Scale the material below, starting with the line containing "of the stone" and going on through its last line. Multiply every coordinate in the answers by 1.45 and round each to a whole number, rounding halves up. Copy the other lines in that stretch unchanged, and return only those lines.
>> BEGIN
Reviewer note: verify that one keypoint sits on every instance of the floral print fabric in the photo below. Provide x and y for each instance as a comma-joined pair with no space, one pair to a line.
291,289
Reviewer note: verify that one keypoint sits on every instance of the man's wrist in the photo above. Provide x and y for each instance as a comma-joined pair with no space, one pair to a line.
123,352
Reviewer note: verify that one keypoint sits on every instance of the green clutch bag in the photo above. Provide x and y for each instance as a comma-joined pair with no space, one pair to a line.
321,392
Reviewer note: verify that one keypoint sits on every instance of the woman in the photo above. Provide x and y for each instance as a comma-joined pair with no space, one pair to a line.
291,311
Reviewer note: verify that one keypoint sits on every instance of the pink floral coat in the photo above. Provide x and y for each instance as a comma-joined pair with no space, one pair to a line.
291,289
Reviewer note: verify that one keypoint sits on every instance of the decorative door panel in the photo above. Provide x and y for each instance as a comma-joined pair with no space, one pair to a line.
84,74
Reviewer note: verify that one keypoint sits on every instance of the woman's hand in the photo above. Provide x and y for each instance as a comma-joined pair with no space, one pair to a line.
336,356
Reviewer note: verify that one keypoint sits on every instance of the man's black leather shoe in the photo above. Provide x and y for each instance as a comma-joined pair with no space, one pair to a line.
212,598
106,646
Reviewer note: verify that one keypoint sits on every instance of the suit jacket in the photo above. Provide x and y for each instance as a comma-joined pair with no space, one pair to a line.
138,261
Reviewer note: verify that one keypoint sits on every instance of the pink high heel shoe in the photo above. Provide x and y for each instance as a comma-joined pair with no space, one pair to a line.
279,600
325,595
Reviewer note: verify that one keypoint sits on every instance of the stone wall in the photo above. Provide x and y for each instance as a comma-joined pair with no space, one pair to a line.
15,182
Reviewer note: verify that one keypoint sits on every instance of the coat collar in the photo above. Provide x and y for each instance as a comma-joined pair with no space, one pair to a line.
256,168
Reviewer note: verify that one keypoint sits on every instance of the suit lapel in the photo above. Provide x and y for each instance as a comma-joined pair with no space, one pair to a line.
>> END
- Response to this exercise
Reviewer note: verify that one keypoint sits on every instance of the stone wall in the photo above. Provide x and y for each instance as a comma-joined pair with no space, one pair to a line.
22,264
Reviewer note: verify that one keypoint sits on every instance of the coat collar in the photo above. Provide x and y for each instance as a comma-joined pair with no space, one pair to a line.
371,244
Reviewer note: verify that one keypoint sits on every instance of the suit lapel in the photo above. Provide x and y for each instance as a comma-joined pair with no space, one pair to a line.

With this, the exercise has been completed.